RECORDS FOR THIS EXERCISE:
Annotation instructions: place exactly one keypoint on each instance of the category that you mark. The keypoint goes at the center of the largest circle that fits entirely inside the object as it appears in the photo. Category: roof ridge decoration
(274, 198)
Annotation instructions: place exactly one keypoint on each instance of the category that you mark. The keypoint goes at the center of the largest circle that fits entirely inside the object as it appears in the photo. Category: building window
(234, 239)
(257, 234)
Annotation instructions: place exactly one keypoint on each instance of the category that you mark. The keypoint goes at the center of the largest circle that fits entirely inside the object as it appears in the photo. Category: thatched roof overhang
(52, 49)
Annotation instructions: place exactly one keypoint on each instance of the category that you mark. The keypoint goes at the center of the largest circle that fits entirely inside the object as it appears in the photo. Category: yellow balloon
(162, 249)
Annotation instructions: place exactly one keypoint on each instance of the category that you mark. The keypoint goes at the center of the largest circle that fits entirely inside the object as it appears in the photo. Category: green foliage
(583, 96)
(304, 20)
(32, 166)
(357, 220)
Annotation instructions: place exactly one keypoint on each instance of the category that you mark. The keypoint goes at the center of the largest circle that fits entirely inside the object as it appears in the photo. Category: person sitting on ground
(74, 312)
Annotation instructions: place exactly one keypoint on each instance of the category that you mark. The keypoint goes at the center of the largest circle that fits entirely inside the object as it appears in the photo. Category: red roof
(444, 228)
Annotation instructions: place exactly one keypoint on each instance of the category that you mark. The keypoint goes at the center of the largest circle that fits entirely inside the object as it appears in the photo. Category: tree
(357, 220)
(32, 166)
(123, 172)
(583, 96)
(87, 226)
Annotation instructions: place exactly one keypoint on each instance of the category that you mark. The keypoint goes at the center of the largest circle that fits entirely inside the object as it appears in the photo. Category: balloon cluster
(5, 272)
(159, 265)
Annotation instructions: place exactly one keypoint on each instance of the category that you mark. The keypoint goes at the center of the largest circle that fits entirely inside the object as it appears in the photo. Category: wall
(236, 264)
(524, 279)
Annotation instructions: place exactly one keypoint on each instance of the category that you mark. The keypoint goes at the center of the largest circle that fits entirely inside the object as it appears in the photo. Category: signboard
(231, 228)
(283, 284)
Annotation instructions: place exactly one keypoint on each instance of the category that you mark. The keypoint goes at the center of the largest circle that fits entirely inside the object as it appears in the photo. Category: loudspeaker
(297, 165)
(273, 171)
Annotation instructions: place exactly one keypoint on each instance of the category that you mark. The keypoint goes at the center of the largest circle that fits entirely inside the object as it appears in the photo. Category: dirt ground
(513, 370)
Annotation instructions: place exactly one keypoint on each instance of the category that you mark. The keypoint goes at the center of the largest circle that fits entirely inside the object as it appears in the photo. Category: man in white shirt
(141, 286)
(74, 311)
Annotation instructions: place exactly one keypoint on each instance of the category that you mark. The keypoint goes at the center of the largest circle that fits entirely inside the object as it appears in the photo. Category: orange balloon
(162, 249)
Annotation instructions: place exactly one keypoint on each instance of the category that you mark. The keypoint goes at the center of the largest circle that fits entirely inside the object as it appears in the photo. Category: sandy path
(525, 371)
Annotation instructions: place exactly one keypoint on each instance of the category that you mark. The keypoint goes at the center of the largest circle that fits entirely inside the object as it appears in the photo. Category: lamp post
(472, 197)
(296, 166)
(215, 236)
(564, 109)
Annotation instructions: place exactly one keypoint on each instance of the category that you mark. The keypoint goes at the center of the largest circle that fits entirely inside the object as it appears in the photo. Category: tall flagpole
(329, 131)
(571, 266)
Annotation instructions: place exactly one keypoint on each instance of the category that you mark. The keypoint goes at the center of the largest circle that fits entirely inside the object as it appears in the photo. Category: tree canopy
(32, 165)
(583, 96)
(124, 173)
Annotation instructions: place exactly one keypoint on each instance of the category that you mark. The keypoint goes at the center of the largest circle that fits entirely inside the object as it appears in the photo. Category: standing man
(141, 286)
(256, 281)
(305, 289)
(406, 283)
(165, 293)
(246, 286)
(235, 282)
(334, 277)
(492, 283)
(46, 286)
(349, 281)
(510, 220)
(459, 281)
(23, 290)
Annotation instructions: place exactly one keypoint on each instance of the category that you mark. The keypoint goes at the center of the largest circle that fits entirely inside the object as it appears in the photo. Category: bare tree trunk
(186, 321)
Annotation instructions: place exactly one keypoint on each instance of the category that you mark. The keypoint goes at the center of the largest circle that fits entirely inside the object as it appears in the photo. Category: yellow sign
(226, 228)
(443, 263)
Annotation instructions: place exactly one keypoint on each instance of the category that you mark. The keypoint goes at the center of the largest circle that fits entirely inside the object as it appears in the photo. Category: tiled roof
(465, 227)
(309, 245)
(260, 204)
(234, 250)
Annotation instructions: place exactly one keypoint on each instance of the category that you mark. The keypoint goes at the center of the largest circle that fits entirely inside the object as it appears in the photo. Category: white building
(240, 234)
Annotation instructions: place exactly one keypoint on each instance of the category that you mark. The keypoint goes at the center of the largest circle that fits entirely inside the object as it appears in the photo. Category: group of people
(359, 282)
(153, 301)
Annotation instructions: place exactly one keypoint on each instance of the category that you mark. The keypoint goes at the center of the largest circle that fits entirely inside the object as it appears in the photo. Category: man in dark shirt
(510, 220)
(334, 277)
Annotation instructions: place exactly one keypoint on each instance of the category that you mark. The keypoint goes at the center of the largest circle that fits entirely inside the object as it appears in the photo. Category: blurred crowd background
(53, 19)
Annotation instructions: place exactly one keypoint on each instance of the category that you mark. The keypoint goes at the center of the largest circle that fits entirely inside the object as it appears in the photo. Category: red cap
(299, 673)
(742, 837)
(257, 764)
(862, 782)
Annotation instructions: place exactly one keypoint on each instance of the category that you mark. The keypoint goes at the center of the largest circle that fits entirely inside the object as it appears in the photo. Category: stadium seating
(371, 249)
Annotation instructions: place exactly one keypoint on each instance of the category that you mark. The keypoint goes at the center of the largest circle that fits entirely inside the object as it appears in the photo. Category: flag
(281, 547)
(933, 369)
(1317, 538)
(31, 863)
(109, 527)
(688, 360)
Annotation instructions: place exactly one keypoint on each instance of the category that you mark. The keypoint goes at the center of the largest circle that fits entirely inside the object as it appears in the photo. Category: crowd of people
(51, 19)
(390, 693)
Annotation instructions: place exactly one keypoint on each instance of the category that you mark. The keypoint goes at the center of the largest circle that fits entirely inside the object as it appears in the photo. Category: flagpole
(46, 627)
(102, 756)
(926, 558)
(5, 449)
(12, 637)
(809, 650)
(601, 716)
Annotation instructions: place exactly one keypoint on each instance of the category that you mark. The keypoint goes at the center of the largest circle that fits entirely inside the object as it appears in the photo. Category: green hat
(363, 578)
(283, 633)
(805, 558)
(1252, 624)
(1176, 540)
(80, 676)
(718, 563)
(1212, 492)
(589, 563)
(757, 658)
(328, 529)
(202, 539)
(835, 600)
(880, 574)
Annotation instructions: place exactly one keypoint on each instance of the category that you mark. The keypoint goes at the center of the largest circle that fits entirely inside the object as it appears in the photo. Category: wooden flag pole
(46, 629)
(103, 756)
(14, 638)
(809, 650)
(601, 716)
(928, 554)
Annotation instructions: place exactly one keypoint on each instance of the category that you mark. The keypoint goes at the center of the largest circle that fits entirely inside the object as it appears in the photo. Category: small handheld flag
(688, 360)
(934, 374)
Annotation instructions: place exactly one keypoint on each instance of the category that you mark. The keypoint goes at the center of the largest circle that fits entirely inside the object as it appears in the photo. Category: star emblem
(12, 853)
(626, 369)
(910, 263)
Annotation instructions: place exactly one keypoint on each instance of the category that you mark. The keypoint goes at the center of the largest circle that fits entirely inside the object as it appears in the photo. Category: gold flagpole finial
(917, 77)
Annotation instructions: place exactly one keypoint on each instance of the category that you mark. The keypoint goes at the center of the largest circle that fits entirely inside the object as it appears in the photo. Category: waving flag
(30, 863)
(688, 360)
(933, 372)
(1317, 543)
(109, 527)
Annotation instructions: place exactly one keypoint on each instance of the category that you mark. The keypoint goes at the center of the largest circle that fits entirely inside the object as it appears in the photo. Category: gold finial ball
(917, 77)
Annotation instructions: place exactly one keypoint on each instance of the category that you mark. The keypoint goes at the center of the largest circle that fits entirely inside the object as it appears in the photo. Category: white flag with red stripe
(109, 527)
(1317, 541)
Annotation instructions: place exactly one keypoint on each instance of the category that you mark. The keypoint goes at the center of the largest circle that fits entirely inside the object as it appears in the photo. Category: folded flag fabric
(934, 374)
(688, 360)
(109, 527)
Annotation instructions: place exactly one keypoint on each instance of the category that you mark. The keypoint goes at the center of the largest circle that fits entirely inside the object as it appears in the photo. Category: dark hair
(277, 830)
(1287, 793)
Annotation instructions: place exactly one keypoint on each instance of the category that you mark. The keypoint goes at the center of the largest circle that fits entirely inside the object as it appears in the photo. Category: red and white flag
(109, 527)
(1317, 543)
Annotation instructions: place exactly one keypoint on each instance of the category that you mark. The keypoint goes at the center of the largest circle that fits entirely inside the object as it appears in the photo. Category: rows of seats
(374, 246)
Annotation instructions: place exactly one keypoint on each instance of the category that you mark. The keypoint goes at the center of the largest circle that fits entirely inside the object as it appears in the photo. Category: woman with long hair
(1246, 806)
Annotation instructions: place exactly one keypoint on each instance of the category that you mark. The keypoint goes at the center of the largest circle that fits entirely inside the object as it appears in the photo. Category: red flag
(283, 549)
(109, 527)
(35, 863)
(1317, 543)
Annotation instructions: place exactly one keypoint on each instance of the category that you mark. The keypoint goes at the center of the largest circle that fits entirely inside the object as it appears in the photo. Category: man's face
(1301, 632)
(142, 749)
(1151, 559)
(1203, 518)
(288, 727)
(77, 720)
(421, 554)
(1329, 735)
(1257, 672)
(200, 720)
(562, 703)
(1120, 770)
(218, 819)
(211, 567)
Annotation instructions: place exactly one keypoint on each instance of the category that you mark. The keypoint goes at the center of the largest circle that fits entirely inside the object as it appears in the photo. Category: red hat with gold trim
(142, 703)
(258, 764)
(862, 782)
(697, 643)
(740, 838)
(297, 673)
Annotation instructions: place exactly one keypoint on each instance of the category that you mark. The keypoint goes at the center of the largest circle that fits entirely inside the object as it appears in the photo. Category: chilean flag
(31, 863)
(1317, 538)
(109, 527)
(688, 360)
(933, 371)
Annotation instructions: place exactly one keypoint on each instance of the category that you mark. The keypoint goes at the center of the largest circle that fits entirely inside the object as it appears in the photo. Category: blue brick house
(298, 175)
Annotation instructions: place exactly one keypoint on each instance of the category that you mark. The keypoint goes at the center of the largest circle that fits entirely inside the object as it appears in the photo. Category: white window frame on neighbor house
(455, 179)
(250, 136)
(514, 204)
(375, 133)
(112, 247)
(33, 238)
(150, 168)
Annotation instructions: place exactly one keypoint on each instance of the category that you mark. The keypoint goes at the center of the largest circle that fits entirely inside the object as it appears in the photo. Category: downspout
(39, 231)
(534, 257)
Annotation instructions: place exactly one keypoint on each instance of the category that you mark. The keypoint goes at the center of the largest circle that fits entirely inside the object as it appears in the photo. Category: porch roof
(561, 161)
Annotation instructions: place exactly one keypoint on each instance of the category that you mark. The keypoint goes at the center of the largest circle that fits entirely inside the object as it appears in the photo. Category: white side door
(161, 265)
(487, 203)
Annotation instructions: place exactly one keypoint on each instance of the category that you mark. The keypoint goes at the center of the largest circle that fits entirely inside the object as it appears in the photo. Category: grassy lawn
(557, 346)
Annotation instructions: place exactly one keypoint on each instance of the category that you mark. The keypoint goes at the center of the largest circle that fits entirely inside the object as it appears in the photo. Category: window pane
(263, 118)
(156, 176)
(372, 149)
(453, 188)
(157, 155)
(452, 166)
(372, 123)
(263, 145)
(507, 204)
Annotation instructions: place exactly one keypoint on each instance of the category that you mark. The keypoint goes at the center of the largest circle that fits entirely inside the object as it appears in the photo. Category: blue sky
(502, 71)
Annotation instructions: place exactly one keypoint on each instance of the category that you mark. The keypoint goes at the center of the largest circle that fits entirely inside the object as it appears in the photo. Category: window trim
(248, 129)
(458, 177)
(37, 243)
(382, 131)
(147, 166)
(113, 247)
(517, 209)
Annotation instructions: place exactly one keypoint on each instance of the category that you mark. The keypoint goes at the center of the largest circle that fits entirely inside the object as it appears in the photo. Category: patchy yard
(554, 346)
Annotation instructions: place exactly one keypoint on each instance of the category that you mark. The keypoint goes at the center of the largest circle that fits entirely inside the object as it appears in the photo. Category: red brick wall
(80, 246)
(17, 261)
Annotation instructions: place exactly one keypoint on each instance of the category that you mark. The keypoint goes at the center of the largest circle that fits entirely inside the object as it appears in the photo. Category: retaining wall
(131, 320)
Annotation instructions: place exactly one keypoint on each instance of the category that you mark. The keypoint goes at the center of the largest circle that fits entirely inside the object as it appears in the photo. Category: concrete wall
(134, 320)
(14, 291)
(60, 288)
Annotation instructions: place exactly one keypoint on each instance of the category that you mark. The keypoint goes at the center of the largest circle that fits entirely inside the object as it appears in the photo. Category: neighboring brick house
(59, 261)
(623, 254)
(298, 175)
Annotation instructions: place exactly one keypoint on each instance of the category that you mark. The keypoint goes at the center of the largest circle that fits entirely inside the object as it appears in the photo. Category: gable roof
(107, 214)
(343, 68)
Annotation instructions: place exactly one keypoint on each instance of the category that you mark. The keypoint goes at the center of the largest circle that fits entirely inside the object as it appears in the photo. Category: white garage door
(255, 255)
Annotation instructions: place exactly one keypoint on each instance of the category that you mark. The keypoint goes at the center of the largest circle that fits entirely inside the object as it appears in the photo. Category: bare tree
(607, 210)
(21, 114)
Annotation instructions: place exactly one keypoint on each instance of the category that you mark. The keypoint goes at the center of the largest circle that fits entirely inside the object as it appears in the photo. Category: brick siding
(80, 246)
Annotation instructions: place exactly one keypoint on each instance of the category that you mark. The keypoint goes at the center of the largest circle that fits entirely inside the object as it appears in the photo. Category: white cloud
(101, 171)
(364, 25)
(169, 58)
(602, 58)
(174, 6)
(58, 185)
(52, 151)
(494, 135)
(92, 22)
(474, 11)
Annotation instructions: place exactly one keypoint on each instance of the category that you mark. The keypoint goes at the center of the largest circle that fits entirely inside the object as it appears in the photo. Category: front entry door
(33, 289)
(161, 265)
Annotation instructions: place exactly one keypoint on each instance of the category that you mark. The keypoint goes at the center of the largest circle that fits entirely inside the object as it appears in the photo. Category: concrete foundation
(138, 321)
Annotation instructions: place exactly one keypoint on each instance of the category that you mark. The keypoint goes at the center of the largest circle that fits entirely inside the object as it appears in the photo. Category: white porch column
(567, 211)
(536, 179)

CHALLENGE: Only the lines from the one that contains "front entry door" through the last line should be repeated, each exactly as it stands, with both ends included.

SOLUTION TO THIS TASK:
Annotation instructions: place exactly one keypoint on each instance of the category that you mark. The keypoint goes at the center of the largest circle that fits entirely inside the object as it appears in the photo. Category: front entry door
(33, 289)
(161, 265)
Annotation instructions: place exactly one keypoint on each instance of the category that you mark. The keypoint goes at the center of the largest circle that fits entirely inside the object as it appears in the photo. Category: concrete foundation
(138, 321)
Annotation instructions: place exactly one keypoint on each instance of the category that you mark. The keypoint goes at the center of the largest circle that fits entirely inside the object as it appears in the photo. Category: white porch column
(567, 211)
(536, 179)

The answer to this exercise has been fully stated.